__WORK TO COMPLETE__
Please state how many lines in the records contain the word "building". Give only the number.

Records from a dataset:
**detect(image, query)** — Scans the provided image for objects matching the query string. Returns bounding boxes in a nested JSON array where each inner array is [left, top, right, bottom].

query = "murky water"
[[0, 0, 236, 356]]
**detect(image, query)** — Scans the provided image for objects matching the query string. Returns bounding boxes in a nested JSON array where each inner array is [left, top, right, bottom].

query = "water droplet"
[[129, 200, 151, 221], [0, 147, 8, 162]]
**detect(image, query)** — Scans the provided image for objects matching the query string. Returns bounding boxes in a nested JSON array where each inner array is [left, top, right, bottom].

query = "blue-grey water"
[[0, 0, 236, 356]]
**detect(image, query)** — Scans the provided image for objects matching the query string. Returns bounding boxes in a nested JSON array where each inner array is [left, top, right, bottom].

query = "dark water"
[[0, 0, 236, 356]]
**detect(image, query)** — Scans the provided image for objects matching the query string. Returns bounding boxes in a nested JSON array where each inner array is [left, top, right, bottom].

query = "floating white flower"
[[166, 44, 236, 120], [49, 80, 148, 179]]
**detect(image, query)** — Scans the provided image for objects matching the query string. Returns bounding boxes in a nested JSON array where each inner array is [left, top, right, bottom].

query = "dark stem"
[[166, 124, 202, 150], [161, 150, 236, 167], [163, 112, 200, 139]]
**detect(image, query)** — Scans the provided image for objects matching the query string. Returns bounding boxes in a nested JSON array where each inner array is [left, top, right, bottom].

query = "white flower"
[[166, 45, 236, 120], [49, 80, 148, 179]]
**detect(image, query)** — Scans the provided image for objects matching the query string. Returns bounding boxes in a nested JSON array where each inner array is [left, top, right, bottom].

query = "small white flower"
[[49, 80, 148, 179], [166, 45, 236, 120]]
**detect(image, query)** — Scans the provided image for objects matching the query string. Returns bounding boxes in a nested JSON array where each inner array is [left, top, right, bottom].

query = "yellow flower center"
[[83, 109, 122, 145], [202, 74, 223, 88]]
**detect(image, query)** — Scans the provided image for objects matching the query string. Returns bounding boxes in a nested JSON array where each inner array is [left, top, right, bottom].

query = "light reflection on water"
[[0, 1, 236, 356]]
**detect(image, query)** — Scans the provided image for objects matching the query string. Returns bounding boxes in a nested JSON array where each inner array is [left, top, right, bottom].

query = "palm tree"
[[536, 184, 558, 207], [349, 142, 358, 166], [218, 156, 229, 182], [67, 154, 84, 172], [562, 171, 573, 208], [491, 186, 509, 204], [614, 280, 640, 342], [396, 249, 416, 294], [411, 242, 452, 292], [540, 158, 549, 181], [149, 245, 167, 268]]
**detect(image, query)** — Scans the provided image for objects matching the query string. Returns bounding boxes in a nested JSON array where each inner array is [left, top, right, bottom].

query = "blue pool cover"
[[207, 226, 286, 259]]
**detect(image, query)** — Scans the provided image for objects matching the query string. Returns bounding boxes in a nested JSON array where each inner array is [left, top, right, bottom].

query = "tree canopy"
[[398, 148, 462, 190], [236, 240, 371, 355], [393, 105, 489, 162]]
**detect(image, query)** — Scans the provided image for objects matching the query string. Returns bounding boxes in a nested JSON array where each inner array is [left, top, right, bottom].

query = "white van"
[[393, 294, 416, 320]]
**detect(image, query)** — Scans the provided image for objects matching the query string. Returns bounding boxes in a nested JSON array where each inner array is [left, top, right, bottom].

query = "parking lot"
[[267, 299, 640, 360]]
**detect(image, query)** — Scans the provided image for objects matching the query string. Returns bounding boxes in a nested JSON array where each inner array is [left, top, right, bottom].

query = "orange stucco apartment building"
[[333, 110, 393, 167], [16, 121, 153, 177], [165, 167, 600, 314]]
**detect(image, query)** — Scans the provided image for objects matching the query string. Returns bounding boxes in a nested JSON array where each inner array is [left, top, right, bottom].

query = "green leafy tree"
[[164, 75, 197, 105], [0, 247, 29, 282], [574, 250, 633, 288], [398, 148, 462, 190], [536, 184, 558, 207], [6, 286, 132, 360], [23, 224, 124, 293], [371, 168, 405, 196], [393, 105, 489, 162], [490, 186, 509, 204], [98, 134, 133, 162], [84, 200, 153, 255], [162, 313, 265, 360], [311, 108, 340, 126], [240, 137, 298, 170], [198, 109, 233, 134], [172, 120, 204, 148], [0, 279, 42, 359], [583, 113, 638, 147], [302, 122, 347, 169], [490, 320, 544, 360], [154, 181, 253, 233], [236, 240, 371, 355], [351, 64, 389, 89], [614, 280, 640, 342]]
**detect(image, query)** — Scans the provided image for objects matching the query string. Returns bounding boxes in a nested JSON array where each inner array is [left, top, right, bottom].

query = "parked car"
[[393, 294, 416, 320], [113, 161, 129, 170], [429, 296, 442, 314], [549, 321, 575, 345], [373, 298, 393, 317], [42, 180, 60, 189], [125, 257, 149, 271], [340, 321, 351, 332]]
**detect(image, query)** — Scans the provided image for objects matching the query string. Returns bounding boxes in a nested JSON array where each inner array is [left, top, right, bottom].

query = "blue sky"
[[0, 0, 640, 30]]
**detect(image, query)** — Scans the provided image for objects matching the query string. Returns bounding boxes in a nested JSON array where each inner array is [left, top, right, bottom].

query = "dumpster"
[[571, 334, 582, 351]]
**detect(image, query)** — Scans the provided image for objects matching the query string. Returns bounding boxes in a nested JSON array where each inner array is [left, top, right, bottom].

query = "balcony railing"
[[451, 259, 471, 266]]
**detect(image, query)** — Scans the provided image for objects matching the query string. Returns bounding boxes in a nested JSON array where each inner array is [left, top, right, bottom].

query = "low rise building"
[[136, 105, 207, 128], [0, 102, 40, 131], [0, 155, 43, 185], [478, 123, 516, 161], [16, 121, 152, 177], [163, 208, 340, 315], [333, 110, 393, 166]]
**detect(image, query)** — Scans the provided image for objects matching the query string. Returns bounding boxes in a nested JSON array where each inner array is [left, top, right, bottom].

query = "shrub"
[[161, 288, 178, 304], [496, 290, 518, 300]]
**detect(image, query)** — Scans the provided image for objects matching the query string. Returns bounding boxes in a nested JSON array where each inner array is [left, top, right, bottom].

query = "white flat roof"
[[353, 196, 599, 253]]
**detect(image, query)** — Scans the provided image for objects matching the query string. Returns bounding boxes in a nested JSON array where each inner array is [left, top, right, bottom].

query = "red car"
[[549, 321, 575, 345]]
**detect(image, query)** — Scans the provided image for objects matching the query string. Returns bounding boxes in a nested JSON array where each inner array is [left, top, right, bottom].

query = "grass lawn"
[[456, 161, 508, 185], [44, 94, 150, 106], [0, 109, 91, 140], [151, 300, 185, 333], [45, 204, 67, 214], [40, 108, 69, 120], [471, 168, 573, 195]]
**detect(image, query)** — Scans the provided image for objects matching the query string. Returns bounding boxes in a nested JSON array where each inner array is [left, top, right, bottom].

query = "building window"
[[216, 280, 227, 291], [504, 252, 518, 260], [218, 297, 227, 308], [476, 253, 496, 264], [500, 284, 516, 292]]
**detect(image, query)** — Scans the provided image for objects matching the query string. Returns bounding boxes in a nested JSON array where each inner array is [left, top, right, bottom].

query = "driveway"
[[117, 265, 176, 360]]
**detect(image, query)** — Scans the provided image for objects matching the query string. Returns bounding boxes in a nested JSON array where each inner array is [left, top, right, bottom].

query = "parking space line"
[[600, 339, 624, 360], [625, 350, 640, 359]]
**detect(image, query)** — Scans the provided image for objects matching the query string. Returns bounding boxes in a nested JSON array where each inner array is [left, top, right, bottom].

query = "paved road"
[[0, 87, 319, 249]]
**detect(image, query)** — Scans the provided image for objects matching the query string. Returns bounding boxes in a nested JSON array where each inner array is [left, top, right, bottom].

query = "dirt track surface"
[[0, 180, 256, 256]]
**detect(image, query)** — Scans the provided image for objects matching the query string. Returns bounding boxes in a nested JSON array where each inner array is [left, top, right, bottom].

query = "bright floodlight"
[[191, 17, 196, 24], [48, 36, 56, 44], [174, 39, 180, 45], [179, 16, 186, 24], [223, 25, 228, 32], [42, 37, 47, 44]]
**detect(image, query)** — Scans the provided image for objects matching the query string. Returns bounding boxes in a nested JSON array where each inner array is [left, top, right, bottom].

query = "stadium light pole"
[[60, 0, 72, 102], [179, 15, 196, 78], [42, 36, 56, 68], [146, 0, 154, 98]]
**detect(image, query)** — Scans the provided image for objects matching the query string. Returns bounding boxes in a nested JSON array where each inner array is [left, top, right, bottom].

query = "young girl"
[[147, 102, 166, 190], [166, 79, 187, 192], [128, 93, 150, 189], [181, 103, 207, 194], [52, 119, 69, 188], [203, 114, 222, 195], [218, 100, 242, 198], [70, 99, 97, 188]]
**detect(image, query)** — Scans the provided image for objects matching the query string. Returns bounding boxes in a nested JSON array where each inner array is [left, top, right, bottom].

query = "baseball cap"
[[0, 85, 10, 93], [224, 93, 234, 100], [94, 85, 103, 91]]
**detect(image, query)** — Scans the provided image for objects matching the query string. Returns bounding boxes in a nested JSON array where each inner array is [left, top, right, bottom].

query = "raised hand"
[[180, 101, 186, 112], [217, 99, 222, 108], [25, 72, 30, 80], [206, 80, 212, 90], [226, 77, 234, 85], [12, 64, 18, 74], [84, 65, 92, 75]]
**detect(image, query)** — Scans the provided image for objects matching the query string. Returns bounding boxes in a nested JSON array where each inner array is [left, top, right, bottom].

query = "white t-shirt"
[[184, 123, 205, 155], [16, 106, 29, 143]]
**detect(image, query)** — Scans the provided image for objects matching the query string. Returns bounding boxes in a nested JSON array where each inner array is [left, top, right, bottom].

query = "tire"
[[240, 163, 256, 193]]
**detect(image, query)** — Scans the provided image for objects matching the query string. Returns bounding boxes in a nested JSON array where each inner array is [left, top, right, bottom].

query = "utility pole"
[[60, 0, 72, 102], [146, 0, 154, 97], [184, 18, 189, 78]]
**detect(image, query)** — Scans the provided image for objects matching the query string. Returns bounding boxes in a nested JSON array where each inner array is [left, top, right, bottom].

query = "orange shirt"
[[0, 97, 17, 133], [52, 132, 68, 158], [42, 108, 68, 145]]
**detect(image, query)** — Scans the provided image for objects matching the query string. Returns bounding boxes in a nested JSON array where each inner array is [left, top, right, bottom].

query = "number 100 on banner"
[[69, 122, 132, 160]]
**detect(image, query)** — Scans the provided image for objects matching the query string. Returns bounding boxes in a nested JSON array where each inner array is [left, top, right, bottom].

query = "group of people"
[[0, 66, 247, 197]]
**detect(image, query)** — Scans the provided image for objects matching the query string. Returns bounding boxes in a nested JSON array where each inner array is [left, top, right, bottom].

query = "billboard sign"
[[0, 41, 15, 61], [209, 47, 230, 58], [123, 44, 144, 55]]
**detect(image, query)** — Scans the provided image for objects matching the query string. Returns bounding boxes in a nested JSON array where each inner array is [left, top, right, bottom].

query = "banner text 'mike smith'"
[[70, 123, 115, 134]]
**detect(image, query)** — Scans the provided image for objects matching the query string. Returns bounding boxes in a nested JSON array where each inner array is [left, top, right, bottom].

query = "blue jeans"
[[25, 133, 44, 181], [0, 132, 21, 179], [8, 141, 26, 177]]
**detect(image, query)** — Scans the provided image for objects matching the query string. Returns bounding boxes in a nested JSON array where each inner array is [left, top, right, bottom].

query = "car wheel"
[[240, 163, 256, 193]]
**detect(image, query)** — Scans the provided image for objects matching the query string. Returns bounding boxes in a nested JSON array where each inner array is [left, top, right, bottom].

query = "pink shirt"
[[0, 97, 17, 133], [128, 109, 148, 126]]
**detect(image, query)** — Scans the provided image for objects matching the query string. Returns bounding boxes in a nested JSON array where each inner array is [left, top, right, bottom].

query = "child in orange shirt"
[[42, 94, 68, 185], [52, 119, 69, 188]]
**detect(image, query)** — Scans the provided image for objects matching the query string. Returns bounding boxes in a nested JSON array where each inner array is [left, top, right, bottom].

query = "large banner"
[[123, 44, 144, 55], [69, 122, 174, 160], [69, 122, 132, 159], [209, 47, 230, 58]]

__RESPONSE TO THE EXERCISE__
3